**Task brief:**
Return every record verbatim, omitting all pictures.
BEGIN
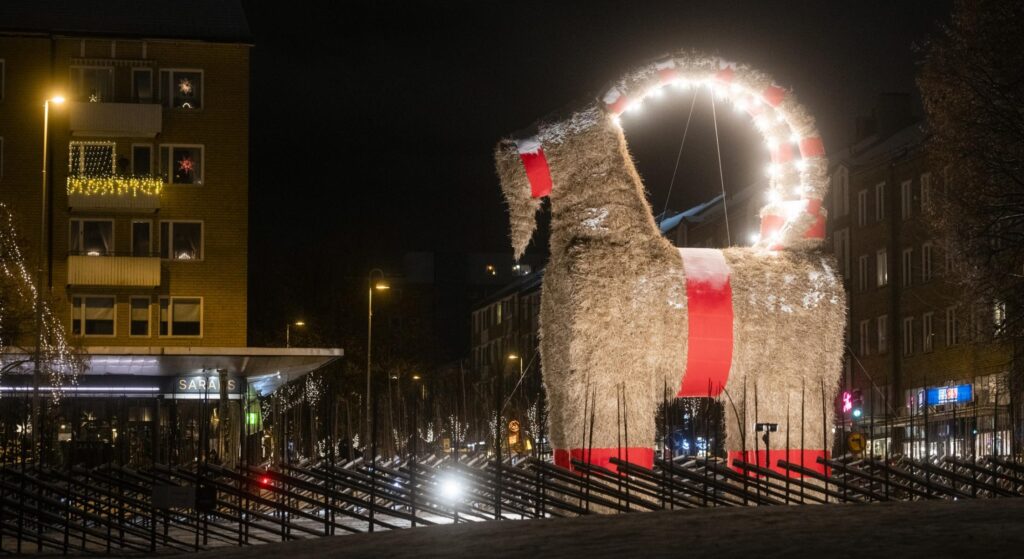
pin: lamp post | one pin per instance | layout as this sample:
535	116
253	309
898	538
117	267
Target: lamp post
288	332
36	373
381	285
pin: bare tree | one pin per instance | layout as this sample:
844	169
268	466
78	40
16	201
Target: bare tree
972	82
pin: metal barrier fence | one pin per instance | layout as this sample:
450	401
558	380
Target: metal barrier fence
119	510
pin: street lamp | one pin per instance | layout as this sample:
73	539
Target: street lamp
288	332
381	285
36	374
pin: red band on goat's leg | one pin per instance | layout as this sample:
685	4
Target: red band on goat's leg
602	457
805	458
536	163
709	307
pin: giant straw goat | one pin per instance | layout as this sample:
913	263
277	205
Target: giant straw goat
624	313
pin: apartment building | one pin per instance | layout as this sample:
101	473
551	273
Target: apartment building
144	255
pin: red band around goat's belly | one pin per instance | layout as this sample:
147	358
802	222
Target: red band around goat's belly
709	304
536	163
602	457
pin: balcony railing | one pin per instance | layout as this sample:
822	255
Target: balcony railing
136	271
124	192
115	119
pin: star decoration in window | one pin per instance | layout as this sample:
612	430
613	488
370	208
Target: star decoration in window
185	165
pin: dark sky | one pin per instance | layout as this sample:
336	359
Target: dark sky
373	123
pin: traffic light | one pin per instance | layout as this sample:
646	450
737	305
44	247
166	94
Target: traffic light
856	403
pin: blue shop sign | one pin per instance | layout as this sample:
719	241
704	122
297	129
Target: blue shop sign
950	394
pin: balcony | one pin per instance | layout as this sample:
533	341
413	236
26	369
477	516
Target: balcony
131	271
115	192
115	119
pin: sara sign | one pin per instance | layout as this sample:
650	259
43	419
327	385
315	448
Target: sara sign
950	394
202	385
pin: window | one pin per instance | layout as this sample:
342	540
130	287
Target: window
181	164
883	326
926	191
92	315
141	159
906	199
952	327
91	158
907	335
180	316
841	200
141	85
906	270
141	239
926	262
862	272
862	208
865	345
842	243
927	332
181	240
882	268
880	202
91	237
139	316
92	84
181	88
998	316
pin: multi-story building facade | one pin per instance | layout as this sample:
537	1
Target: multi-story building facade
144	245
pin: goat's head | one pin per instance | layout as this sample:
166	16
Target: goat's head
798	171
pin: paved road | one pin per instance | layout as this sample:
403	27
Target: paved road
967	528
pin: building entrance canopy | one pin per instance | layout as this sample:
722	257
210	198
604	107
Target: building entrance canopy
194	370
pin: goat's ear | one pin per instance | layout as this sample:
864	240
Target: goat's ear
515	185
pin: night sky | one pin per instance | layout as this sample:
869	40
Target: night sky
373	124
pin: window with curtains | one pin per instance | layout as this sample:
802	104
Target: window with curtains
181	240
91	158
139	316
181	316
92	315
91	238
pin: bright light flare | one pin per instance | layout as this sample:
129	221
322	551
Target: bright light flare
451	488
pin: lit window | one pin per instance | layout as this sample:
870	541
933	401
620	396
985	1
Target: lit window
880	202
92	315
181	164
882	268
180	316
862	208
862	273
907	336
181	240
883	327
927	332
926	191
139	316
906	275
926	262
91	158
952	327
182	88
91	237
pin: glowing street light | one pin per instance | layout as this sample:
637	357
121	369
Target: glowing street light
288	332
381	285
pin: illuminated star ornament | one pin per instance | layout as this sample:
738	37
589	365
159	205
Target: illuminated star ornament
185	165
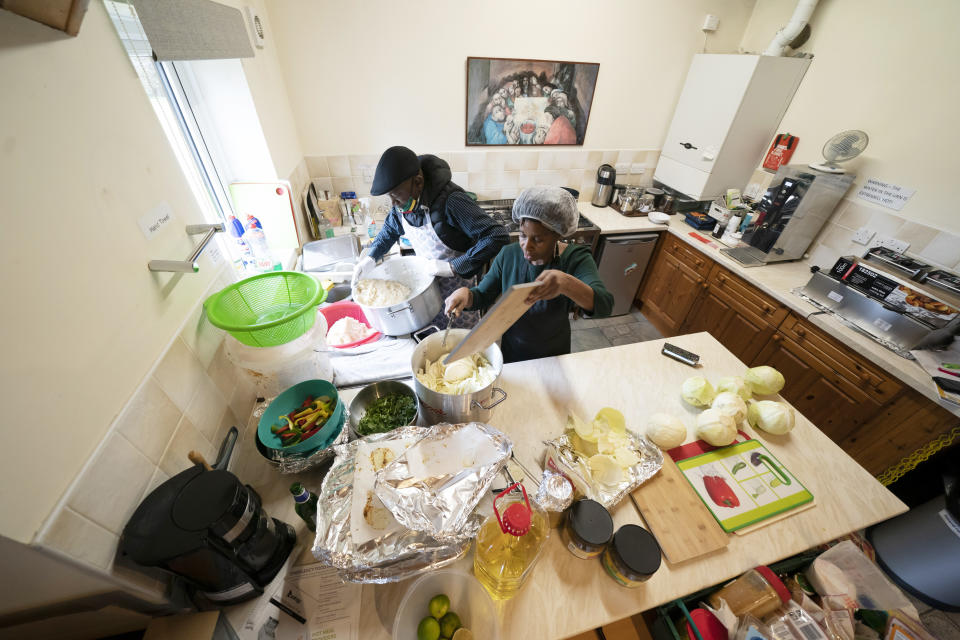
END
**Solution below:**
pin: lamp post | one pin per instance | layout as this sample:
535	116
253	309
898	538
117	267
Target: lamp post
288	332
36	373
381	285
pin: bare tree | one pin per instance | layout as this sample:
844	169
268	466
78	40
16	201
Target: bare tree
972	82
pin: metal barrier fence | one pin per instance | layout as this sample:
450	401
558	380
Target: metal barrier fence
119	510
pin: street lamp | one pin per instance | layout as this sample:
73	539
Target: street lamp
288	332
381	285
36	374
pin: red band on goat's leg | one pin per instance | layout as this sample:
685	4
Target: red band on goat's leg
602	457
805	458
536	163
709	307
pin: giant straw goat | one pin per instance | layout as this sample:
913	263
277	205
Target: giant straw goat
624	313
pin: apartment building | one pin per instance | layout as this sample:
101	473
551	273
Target: apartment building
144	255
pin: red band around goat's belly | one pin per instance | layout as this sample:
147	358
802	222
Target: red band around goat's belly
709	304
536	163
602	457
pin: balcony railing | one pin per instance | layout as this sample:
822	255
Target: balcony railing
136	271
124	192
115	119
pin: star decoration in window | one pin per instance | layout as this sample:
612	430
613	488
370	208
Target: star decoration in window
185	165
pin: dark sky | one pin per instance | layout as this sample:
336	359
Target: dark sky
373	123
pin: traffic light | one pin per instance | layout as this sample:
646	450
737	305
44	247
166	94
Target: traffic light
856	403
pin: blue shop sign | one pin per instance | layout as this sample:
719	241
704	122
297	129
Target: blue shop sign
950	394
pin: balcony | one pin per instance | layout as this sample:
533	341
413	236
26	369
477	516
Target: balcony
131	271
115	192
115	119
pin: sara sign | one pin per instance | layout as this sample:
650	259
43	419
327	385
315	448
Target: sara sign
950	394
202	385
pin: window | one pin per instance | layout as this sample:
342	540
130	287
Target: window
181	164
883	326
926	191
92	315
141	159
906	199
952	327
91	158
907	335
180	316
841	200
141	85
906	270
141	239
926	262
862	272
862	208
865	345
842	243
927	332
181	240
882	268
880	202
91	237
139	316
92	84
181	88
998	316
pin: multi-story building facade | one pin per instance | layout as this sample:
537	1
Target: multi-story building facade
144	245
pin: goat's head | one pin per instance | layout as this sample:
166	16
Target: goat's head
798	171
pin: paved road | one pin per instance | layout as this sample:
403	27
Target: paved road
967	528
pin: building entrance canopy | one pin per instance | layout as this sample:
722	257
210	198
604	107
Target: building entrance canopy
194	370
pin: goat's ear | one pin per instance | layout as this sample:
864	240
Target: goat's ear
515	185
pin: night sky | one pin per instance | layout as this sample:
869	40
Target: night sky
373	124
pin: window with curtains | one pin per instance | layout as this sample:
802	104
Target: window with curtains
181	240
91	158
139	316
181	316
92	315
91	238
pin: bright light flare | one pin per instance | layout as this sample:
129	221
322	551
Target: bright light flare
451	488
pin: lit window | one pin per instance | layout as this sample:
870	541
933	401
620	396
985	1
Target: lit window
880	202
92	315
181	164
882	268
180	316
862	208
862	273
907	336
181	240
883	327
927	332
926	191
139	316
906	275
926	262
91	158
952	327
182	88
91	237
pin: glowing street light | one pin per instance | layout as this sample:
637	357
121	369
Target: glowing street light
288	332
381	285
pin: illuminated star ornament | one pin per instance | layout as this sample:
738	37
589	365
159	205
Target: illuminated star ornament
185	165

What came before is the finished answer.